## [Exercise directions]
Extend the Basango crawler README below, picking up right after its final line.

## [Selected text]
-- Begin --
Files
basango/apps/crawler/README.md
T

4.5 KiB

@basango/crawler

A powerful, scalable web crawler application built with Node.js and TypeScript for extracting and processing data from various news sources and websites.

The Basango Crawler is designed to systematically crawl news websites and extract article content. It supports both synchronous and asynchronous crawling modes, with configurable sources, queue-based processing, and robust error handling.

Features

  • Multi-mode Operation: Synchronous and asynchronous crawling capabilities
  • Queue-based Processing: Uses BullMQ with Redis for scalable job processing
  • Configurable Sources: JSON-based configuration for different website sources
  • HTML & WordPress Support: Built-in parsers for HTML websites and WordPress APIs
  • Rate Limiting: Respects website rate limits and implements backoff strategies
  • Data Persistence: JSONL output format for processed articles
  • Worker Management: Distributed worker system for parallel processing
  • Type Safety: Full TypeScript implementation with Zod schema validation

Prerequisites

  • Bun runtime (recommended) or Node.js (v22+)
-- End --
Excerpts from a point labeling dataset
-- Begin --
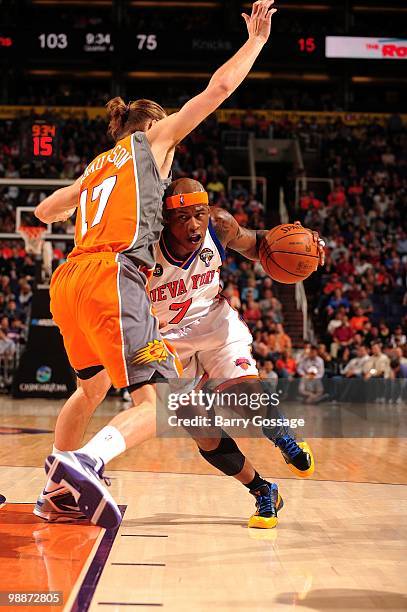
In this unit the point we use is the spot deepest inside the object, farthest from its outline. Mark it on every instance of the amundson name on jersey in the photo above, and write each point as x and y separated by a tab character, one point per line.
178	287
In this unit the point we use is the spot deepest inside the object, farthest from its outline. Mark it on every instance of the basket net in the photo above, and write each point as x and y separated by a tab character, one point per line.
33	238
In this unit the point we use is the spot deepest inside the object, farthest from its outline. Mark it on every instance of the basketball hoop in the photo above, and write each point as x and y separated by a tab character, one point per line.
-- End --
## [Final answer]
  • Redis server (for async operations)
  • TypeScript knowledge for configuration

Installation

# Navigate to the crawler directory
cd basango/apps/crawler

# Install dependencies
bun install

Configuration

1. Environment Variables

Create a .env.local file with the following variables:

# Redis configuration for async operations
BASANGO_CRAWLER_ASYNC_REDIS_URL=redis://localhost:6379/0
BASANGO_CRAWLER_ASYNC_QUEUE_LISTING=listing
BASANGO_CRAWLER_ASYNC_QUEUE_DETAILS=details
BASANGO_CRAWLER_ASYNC_QUEUE_PROCESSING=processing

# Fetch configuration
BASANGO_CRAWLER_FETCH_MAX_RETRIES=3
BASANGO_CRAWLER_FETCH_RESPECT_RETRY_AFTER=true
BASANGO_CRAWLER_FETCH_USER_AGENT=Basango/0.1 (+https://github.com/bernard-ng/basango)

# Crawler behavior
BASANGO_CRAWLER_UPDATE_DIRECTION=forward

# TTL settings (in seconds)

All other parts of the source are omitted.